==== AVAILABLE RECORDS

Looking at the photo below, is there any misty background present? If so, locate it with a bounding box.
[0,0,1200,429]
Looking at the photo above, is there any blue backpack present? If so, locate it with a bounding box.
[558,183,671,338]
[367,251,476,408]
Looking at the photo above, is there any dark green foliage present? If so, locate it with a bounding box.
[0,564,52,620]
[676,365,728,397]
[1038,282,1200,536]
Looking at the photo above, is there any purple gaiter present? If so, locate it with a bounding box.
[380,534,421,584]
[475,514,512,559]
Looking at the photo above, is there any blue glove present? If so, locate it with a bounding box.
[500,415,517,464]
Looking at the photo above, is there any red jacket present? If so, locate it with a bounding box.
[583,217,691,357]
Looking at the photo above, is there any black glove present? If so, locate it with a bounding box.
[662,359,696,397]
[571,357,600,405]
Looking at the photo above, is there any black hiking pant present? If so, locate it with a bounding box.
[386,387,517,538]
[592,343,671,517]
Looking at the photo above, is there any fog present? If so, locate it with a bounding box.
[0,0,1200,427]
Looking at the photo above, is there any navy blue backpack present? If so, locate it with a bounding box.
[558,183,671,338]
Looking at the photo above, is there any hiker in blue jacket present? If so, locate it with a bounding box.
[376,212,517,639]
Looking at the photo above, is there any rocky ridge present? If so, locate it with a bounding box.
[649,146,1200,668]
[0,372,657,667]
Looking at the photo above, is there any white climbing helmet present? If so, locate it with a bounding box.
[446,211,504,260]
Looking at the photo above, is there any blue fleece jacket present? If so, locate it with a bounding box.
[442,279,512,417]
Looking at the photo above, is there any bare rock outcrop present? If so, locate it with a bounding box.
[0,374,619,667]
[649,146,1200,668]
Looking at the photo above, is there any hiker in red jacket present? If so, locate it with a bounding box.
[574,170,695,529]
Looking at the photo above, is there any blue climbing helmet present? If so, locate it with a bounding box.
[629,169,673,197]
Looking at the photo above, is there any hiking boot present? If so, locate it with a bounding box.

========

## EXERCISE AIM
Reproduce the lines above, substituting "rocky crest" for "rocky ridge" and leaving all other text unchanged.

## FINISHED ANSWER
Looking at the photo below, is there any misty background present? If so, locate it with a bounding box.
[0,0,1200,429]
Looking at the photo above, is there any blue backpack present? If so, locate it with a bounding box.
[558,183,671,338]
[367,251,476,408]
Looking at the photo above, is there any dark green foliage present? If so, locate it with a bounding box.
[0,564,52,620]
[676,365,728,397]
[1038,282,1200,536]
Looking at the photo above, is there any purple gaiter present? If so, locate it with a bounding box.
[380,534,421,584]
[475,514,512,559]
Looking at the photo above, is there any blue glove present? If so, locate it with a bounding box.
[500,415,517,464]
Looking at the photo above, is there any red jacket present? If so, locate it with a bounding box.
[583,217,691,357]
Looking at the photo above, is there any black glove present? If so, locate it with a bounding box.
[662,359,696,397]
[571,357,600,405]
Looking at the photo above, is there any black hiking pant present? If so, locate it with a bounding box.
[386,387,517,538]
[592,343,671,517]
Looking at the photo above, is there any fog present? If so, locate it with a bounding box.
[0,0,1200,427]
Looking at the photo above, is there any navy blue backpack present? If so, locate it with a bounding box.
[558,183,671,338]
Looking at the photo above, is there any hiker in blue jacket present? If so, locate it with a bounding box.
[376,212,517,639]
Looking at the photo above, is there any rocky crest present? If so, locate it with a bounding box.
[649,146,1200,668]
[0,372,657,667]
Looking at the photo above, is there any white climbing helmet present? If so, locate it with a bounding box.
[446,211,504,260]
Looking at the photo above, is there any blue fleece jacket present? If so, locate it with a bounding box.
[442,279,512,417]
Looking at the photo above, is there any bare rock outcrop present? If so, locate it with a bounding box.
[0,374,619,667]
[649,146,1200,668]
Looking at the photo above, is there any hiker in red jacket present? If so, locate it with a bounding box.
[574,170,695,529]
Looking at the photo above, is there any blue climbing helmet present? If so, locate it with a bounding box.
[629,169,673,197]
Looking at the photo above, is there any hiking boot present? If so, locate it with a bounding box.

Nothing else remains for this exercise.